### EXERCISE REQUIREMENTS
Each entry below is to be reproduced exactly, though any pictures it holds must be omitted.

### TASK INPUT
┄┄┄┄┄┄
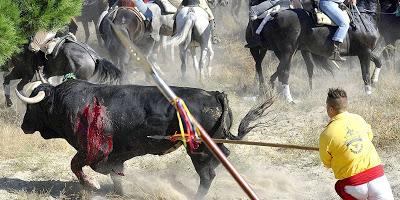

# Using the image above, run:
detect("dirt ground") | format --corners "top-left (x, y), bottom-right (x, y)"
top-left (0, 4), bottom-right (399, 200)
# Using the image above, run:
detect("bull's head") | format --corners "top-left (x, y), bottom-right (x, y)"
top-left (16, 81), bottom-right (58, 139)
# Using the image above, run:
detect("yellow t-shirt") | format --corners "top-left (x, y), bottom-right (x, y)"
top-left (319, 112), bottom-right (381, 180)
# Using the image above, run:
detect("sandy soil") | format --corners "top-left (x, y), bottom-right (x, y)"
top-left (0, 4), bottom-right (399, 200)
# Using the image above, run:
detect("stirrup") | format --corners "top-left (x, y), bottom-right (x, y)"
top-left (329, 52), bottom-right (346, 61)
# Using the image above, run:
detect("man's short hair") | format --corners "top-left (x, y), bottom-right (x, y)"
top-left (326, 88), bottom-right (348, 111)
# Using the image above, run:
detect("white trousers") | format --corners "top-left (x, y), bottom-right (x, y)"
top-left (344, 175), bottom-right (394, 200)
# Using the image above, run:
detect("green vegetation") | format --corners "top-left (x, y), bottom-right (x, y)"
top-left (0, 0), bottom-right (83, 66)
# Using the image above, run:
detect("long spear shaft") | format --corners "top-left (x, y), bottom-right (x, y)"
top-left (209, 139), bottom-right (319, 151)
top-left (110, 23), bottom-right (260, 200)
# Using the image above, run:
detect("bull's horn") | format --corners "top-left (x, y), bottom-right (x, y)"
top-left (15, 89), bottom-right (46, 104)
top-left (37, 70), bottom-right (49, 84)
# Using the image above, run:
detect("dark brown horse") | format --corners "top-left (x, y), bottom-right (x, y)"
top-left (99, 1), bottom-right (164, 79)
top-left (246, 0), bottom-right (383, 102)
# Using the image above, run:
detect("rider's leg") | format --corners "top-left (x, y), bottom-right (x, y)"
top-left (134, 0), bottom-right (153, 20)
top-left (199, 0), bottom-right (220, 44)
top-left (319, 0), bottom-right (349, 61)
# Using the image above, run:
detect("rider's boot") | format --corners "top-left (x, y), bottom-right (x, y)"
top-left (330, 41), bottom-right (346, 61)
top-left (210, 19), bottom-right (220, 44)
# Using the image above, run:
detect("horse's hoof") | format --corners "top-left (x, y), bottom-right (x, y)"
top-left (365, 85), bottom-right (372, 95)
top-left (5, 100), bottom-right (12, 107)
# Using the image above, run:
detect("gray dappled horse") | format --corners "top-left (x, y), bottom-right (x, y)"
top-left (165, 6), bottom-right (214, 83)
top-left (247, 0), bottom-right (383, 102)
top-left (76, 0), bottom-right (108, 44)
top-left (2, 41), bottom-right (121, 107)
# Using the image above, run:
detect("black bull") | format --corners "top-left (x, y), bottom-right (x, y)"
top-left (19, 80), bottom-right (271, 198)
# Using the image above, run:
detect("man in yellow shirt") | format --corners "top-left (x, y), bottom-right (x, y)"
top-left (319, 88), bottom-right (393, 200)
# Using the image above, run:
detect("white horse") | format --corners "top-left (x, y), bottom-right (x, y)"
top-left (165, 6), bottom-right (214, 82)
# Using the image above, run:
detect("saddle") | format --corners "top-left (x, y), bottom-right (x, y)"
top-left (302, 0), bottom-right (351, 26)
top-left (51, 33), bottom-right (78, 57)
top-left (107, 6), bottom-right (160, 41)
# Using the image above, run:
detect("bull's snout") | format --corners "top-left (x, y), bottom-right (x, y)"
top-left (21, 123), bottom-right (36, 134)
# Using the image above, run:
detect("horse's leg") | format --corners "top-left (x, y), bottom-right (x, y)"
top-left (199, 35), bottom-right (211, 83)
top-left (82, 20), bottom-right (90, 43)
top-left (301, 51), bottom-right (316, 90)
top-left (3, 68), bottom-right (29, 107)
top-left (250, 48), bottom-right (267, 93)
top-left (206, 39), bottom-right (215, 78)
top-left (180, 45), bottom-right (188, 81)
top-left (190, 144), bottom-right (230, 199)
top-left (370, 53), bottom-right (382, 87)
top-left (190, 46), bottom-right (200, 82)
top-left (358, 50), bottom-right (372, 95)
top-left (277, 50), bottom-right (295, 103)
top-left (93, 18), bottom-right (104, 47)
top-left (269, 51), bottom-right (281, 90)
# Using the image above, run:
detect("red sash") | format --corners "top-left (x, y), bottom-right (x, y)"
top-left (335, 165), bottom-right (384, 200)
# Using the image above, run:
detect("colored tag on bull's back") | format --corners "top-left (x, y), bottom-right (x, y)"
top-left (75, 97), bottom-right (113, 166)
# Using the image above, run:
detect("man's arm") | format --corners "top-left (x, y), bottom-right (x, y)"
top-left (319, 132), bottom-right (332, 168)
┄┄┄┄┄┄
### EXPECTED OUTPUT
# Using the image above, run:
detect("dirt ground") | format --corners "top-left (x, y), bottom-right (x, y)"
top-left (0, 4), bottom-right (399, 200)
# Using the image above, run:
detect("bull's head") | format --corners "top-left (x, y), bottom-right (x, y)"
top-left (16, 81), bottom-right (58, 139)
# Using the image above, run:
detect("yellow t-shirt") | format --corners "top-left (x, y), bottom-right (x, y)"
top-left (319, 112), bottom-right (381, 180)
# Using the image above, run:
detect("sandy soil") | format --corners "top-left (x, y), bottom-right (x, y)"
top-left (0, 4), bottom-right (399, 200)
# Using the image above, run:
detect("stirrup") | format --corners "top-left (x, y), bottom-right (x, y)"
top-left (329, 52), bottom-right (346, 61)
# Using the image above, run:
detect("man's short hair") | format --corners "top-left (x, y), bottom-right (x, y)"
top-left (326, 88), bottom-right (348, 111)
# Using the image above, run:
detect("white trousers") | format --corners "top-left (x, y), bottom-right (x, y)"
top-left (344, 175), bottom-right (394, 200)
# Using the image above, run:
detect("green vegetation") | format --corners "top-left (x, y), bottom-right (x, y)"
top-left (0, 0), bottom-right (83, 66)
# Using the image above, run:
detect("long spear shaft") | format --corners "top-left (x, y), bottom-right (x, y)"
top-left (209, 139), bottom-right (319, 151)
top-left (110, 23), bottom-right (260, 200)
# Using the image above, run:
detect("bull's horn") | format --corners "top-left (x, y), bottom-right (x, y)"
top-left (15, 89), bottom-right (46, 104)
top-left (37, 70), bottom-right (49, 84)
# Using the image above, run:
detect("dark brown horse") | format --corners "top-left (x, y), bottom-right (x, y)"
top-left (99, 1), bottom-right (164, 79)
top-left (246, 0), bottom-right (383, 102)
# Using the image above, run:
detect("rider's leg") | format --corners "top-left (x, y), bottom-right (x, y)"
top-left (134, 0), bottom-right (153, 20)
top-left (199, 0), bottom-right (220, 44)
top-left (319, 0), bottom-right (349, 61)
# Using the image above, run:
detect("rider's boot") | format --corners "top-left (x, y), bottom-right (x, y)"
top-left (330, 41), bottom-right (346, 61)
top-left (210, 19), bottom-right (220, 44)
# Using the image above, run:
detect("horse's hoof") | format --corners "top-left (x, y), bottom-right (x, y)"
top-left (365, 85), bottom-right (372, 95)
top-left (5, 100), bottom-right (12, 107)
# Using the image above, run:
detect("gray dappled horse") | format --corners "top-left (x, y), bottom-right (x, y)"
top-left (165, 6), bottom-right (214, 83)
top-left (247, 0), bottom-right (383, 102)
top-left (76, 0), bottom-right (108, 44)
top-left (2, 41), bottom-right (121, 107)
# Using the image above, run:
detect("black bull") | format --corners "top-left (x, y), bottom-right (x, y)"
top-left (19, 80), bottom-right (271, 198)
# Using the image above, run:
detect("man in yellow shirt") | format --corners "top-left (x, y), bottom-right (x, y)"
top-left (319, 88), bottom-right (393, 200)
# Using the image above, run:
detect("white horse") | format --corners "top-left (x, y), bottom-right (x, y)"
top-left (165, 6), bottom-right (214, 82)
# Using the image above, run:
detect("saddle") | format --corners "top-left (x, y), bottom-right (x, y)"
top-left (302, 0), bottom-right (351, 26)
top-left (51, 33), bottom-right (78, 57)
top-left (107, 6), bottom-right (160, 41)
# Using the image above, run:
detect("bull's snout") | format --corners "top-left (x, y), bottom-right (x, y)"
top-left (21, 123), bottom-right (36, 134)
# Using the image above, run:
detect("horse's leg") | format --corners "top-left (x, y), bottom-right (x, y)"
top-left (199, 35), bottom-right (211, 83)
top-left (82, 20), bottom-right (90, 43)
top-left (301, 51), bottom-right (316, 90)
top-left (3, 68), bottom-right (29, 107)
top-left (250, 48), bottom-right (267, 93)
top-left (206, 39), bottom-right (215, 78)
top-left (180, 45), bottom-right (188, 81)
top-left (190, 144), bottom-right (230, 199)
top-left (370, 53), bottom-right (382, 87)
top-left (190, 46), bottom-right (200, 82)
top-left (358, 50), bottom-right (372, 95)
top-left (277, 50), bottom-right (295, 103)
top-left (93, 18), bottom-right (104, 47)
top-left (269, 51), bottom-right (281, 90)
# Using the image above, run:
detect("red sash") | format --corners "top-left (x, y), bottom-right (x, y)"
top-left (335, 165), bottom-right (384, 200)
# Using the image above, run:
detect("colored tag on bull's back") | format --corners "top-left (x, y), bottom-right (x, y)"
top-left (75, 97), bottom-right (113, 166)
# Using the image above, run:
detect("man's arm") | format --corners "top-left (x, y), bottom-right (x, y)"
top-left (319, 132), bottom-right (332, 168)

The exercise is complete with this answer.